======== RECORDS PROVIDED ========

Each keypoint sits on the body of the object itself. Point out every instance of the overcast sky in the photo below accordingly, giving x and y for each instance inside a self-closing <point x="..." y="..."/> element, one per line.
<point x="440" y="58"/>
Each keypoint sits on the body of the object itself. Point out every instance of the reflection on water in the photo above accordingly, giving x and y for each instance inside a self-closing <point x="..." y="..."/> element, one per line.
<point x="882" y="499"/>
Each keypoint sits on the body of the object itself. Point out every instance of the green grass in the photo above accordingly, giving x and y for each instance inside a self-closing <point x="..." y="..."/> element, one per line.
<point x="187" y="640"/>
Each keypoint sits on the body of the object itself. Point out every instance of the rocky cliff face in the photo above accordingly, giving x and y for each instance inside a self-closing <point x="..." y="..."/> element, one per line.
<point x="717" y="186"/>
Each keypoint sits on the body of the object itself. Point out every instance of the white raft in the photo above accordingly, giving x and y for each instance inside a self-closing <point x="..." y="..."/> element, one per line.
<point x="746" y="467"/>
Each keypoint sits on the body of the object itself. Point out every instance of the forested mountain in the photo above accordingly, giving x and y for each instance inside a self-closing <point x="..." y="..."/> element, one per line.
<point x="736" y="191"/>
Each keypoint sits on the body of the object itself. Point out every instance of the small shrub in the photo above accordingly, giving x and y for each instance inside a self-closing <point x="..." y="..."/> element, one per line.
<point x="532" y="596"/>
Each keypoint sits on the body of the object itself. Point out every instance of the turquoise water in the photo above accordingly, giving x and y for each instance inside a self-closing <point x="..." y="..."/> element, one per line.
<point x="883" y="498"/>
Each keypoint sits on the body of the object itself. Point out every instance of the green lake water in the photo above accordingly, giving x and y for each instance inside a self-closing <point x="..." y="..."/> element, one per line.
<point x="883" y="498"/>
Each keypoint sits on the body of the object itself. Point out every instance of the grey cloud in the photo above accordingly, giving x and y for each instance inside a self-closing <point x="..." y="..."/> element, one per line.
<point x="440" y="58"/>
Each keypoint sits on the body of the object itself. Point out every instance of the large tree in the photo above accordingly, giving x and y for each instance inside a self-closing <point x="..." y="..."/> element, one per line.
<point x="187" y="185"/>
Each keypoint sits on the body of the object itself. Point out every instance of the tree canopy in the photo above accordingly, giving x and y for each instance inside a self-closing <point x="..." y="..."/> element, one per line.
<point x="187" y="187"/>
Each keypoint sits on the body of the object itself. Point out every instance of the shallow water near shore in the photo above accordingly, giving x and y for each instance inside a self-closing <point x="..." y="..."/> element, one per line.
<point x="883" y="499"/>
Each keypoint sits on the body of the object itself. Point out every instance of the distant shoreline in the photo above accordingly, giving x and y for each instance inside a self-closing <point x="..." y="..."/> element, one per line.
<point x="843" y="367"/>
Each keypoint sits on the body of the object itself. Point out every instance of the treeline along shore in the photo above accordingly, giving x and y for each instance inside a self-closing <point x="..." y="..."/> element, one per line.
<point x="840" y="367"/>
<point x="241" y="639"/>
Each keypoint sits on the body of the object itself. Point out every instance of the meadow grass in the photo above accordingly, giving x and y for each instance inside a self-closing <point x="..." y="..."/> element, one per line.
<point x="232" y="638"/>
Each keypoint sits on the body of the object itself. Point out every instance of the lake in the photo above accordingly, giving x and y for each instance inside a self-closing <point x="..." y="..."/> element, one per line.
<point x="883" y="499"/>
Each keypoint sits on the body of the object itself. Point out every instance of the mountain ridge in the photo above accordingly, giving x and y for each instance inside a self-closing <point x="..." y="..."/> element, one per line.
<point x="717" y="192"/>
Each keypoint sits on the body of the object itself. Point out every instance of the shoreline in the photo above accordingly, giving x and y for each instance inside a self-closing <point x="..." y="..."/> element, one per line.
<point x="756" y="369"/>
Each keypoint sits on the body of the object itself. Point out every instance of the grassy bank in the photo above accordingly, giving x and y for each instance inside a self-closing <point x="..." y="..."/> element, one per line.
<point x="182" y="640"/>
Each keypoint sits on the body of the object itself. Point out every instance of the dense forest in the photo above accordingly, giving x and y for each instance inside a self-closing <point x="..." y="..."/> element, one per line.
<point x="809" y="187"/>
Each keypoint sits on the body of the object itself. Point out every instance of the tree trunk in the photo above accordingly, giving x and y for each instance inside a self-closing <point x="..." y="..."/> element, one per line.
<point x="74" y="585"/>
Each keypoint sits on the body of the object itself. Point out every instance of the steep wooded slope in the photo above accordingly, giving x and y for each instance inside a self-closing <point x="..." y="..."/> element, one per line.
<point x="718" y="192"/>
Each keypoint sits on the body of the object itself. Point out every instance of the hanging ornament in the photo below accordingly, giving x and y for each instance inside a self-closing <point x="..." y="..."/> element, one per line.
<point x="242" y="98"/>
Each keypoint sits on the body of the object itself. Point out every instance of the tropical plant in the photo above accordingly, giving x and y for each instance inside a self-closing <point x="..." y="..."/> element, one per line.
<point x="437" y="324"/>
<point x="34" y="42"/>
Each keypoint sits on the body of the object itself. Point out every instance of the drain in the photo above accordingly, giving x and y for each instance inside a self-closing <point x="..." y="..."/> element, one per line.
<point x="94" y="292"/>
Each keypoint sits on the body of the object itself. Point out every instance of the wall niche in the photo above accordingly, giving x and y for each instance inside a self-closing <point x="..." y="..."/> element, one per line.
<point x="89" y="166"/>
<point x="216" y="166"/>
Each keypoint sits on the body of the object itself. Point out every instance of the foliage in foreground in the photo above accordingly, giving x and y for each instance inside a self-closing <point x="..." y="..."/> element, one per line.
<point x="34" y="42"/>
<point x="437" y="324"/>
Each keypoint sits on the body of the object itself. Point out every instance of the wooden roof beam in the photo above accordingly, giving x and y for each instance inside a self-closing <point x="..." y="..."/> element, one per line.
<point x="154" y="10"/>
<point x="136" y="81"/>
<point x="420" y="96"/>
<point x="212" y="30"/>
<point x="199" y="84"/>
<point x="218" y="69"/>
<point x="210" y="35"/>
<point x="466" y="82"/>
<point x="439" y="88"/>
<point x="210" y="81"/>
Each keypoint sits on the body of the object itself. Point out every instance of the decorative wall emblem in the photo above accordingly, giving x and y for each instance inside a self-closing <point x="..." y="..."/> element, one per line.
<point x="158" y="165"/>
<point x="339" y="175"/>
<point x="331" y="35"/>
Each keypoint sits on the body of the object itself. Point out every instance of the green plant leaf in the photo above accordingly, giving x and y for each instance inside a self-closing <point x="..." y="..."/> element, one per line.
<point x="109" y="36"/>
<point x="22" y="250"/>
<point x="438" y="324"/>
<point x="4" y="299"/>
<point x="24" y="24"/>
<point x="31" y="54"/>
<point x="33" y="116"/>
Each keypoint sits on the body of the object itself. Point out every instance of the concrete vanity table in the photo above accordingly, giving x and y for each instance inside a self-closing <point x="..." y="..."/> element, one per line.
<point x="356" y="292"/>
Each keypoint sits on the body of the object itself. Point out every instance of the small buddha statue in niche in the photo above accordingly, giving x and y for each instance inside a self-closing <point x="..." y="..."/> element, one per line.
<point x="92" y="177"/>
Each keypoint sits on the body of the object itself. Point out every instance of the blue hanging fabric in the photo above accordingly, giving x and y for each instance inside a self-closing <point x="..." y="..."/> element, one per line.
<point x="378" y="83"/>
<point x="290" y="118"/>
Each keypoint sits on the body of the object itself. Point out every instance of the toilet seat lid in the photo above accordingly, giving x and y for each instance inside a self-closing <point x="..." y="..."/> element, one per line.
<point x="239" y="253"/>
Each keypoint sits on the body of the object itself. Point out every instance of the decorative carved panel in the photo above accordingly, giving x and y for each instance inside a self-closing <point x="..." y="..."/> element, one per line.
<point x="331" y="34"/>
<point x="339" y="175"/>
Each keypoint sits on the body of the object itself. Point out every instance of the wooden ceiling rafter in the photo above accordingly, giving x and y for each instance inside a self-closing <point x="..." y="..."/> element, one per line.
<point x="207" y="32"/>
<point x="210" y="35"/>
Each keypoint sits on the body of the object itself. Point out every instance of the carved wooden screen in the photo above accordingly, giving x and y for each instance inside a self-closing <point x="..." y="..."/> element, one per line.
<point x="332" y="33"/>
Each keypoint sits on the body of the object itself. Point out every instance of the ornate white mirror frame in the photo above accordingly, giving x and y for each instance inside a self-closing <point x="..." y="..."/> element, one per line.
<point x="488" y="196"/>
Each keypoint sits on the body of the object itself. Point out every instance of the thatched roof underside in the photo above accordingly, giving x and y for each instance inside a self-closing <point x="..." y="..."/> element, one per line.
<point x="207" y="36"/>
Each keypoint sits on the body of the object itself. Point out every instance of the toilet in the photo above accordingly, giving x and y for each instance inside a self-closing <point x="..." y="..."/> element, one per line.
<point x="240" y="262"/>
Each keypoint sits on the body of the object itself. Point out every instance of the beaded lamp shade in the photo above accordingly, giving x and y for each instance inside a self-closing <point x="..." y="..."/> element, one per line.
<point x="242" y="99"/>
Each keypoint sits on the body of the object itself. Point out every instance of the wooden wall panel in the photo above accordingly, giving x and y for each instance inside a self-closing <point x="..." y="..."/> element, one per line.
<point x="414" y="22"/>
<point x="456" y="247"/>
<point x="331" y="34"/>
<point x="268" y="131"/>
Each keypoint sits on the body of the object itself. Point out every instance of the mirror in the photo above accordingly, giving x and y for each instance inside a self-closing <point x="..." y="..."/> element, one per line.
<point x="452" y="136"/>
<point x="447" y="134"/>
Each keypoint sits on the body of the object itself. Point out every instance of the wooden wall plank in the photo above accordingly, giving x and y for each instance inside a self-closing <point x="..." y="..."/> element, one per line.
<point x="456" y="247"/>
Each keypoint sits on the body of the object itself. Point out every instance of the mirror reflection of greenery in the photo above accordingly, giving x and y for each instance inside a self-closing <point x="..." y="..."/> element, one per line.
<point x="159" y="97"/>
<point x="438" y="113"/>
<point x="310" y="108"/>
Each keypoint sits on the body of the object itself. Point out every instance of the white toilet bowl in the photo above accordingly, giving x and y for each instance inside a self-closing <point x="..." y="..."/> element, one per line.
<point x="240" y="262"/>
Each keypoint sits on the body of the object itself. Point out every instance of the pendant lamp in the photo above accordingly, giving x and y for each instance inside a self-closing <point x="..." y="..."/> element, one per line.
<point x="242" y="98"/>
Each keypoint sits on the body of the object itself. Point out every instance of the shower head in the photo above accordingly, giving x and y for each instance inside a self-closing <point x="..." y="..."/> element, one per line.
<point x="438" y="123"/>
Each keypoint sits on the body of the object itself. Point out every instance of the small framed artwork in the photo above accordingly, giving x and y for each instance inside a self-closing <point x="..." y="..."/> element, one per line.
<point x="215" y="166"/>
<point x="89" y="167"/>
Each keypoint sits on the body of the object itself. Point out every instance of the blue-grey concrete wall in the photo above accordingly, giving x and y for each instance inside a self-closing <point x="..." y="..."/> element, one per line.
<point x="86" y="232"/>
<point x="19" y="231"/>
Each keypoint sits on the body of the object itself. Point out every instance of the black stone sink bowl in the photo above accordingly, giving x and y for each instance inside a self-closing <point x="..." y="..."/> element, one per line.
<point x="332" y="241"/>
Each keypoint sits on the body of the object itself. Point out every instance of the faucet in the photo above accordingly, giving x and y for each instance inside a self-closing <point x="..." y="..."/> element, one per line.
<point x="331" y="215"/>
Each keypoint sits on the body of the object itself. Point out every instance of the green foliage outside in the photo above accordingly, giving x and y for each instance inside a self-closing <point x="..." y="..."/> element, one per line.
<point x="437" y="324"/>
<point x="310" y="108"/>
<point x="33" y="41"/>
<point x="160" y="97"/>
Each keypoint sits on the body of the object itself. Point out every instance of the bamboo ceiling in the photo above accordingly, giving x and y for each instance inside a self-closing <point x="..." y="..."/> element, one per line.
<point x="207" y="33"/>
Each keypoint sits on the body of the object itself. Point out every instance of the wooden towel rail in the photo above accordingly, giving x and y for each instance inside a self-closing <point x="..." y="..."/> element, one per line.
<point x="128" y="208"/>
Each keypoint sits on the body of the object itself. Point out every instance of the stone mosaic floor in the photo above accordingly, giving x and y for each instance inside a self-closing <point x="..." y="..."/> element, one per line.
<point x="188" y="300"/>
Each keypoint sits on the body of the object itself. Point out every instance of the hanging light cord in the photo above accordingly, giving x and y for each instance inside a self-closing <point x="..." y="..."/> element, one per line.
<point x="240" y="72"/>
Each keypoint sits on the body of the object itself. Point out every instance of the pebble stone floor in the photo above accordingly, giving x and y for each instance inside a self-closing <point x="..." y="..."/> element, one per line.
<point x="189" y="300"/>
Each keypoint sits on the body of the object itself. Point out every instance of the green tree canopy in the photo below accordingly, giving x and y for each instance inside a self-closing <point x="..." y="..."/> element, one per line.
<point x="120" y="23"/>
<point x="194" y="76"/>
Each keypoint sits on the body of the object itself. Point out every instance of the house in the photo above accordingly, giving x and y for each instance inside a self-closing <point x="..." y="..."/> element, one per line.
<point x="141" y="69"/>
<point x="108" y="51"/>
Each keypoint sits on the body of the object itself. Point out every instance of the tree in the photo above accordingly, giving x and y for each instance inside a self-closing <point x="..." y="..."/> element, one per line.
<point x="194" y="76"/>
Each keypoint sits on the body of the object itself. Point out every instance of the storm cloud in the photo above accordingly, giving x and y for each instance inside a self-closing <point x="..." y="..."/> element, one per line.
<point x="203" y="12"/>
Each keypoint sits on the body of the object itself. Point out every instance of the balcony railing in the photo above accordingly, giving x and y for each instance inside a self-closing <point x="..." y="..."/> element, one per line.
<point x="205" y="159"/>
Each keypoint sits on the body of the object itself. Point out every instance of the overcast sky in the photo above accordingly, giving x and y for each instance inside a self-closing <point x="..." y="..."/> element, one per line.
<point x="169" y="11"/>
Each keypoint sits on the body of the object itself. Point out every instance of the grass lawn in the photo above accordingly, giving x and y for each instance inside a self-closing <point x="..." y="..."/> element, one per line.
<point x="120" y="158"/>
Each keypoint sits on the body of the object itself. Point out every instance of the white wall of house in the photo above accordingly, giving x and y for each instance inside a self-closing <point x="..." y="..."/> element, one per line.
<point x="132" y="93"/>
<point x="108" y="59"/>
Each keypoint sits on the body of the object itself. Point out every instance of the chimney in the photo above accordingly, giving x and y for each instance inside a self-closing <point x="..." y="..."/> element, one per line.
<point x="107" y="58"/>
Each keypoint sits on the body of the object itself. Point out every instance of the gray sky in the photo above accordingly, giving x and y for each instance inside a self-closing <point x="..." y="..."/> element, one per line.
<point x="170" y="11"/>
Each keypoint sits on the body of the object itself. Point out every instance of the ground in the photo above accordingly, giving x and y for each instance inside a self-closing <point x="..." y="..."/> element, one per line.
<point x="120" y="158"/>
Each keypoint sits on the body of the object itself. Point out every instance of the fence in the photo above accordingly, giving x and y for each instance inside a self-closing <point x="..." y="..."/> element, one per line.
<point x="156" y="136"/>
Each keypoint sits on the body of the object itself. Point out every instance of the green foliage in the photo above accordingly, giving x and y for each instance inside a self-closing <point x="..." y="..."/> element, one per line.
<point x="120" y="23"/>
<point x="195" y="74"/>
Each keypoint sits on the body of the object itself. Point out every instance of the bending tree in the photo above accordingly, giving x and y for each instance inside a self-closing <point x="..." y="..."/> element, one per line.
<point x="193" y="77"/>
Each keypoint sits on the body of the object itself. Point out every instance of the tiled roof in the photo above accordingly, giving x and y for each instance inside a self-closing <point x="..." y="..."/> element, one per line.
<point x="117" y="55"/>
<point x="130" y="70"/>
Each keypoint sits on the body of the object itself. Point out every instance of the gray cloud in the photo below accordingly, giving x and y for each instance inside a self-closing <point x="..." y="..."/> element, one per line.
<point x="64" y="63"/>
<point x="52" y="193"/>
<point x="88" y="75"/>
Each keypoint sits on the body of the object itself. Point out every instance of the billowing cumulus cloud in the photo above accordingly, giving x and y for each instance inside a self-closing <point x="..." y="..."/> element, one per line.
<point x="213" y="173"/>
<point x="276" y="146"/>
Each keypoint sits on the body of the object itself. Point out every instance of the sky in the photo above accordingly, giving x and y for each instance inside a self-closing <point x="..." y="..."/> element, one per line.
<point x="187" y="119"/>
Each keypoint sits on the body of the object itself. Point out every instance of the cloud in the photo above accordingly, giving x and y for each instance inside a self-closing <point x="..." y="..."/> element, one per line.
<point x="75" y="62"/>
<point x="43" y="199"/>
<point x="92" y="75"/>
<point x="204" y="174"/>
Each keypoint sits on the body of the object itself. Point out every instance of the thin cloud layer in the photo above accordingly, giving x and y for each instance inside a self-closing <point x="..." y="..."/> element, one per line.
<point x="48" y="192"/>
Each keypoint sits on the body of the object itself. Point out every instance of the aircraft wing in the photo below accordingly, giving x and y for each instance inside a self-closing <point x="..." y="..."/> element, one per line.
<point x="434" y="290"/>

========

ACTION ITEM:
Set down exactly what runs from the line with "of the billowing" to the last line of the data above, including both of those lines and no others.

TASK OUTPUT:
Each keypoint sits on the body of the object itself. Point out every instance of the billowing cumulus cloud in the photo above accordingly, giving x and y for each instance inside a self-closing <point x="..." y="..."/> element, one per line.
<point x="213" y="173"/>
<point x="276" y="146"/>
Each keypoint sits on the body of the object itself. Point out every instance of the sky in the photo above accordingly, giving x and y for each instance inside a self-closing <point x="..." y="..."/> element, one per line.
<point x="187" y="119"/>
Each keypoint sits on the body of the object itself. Point out every instance of the cloud in the photo above accordingly, giving x and y for each instance inside a self-closing <point x="..." y="..."/> element, one per line.
<point x="75" y="62"/>
<point x="43" y="199"/>
<point x="92" y="75"/>
<point x="204" y="174"/>
Each keypoint sits on the body of the object itself. Point out every instance of the thin cloud layer in the photo above accordingly, giving x and y for each instance inside a self-closing <point x="..." y="..."/> element, one per line.
<point x="48" y="192"/>
Each keypoint sits on the body of the object itself. Point out every instance of the aircraft wing in the photo below accordingly, giving x and y for each instance inside a self-closing <point x="..." y="..."/> element, one per line.
<point x="434" y="290"/>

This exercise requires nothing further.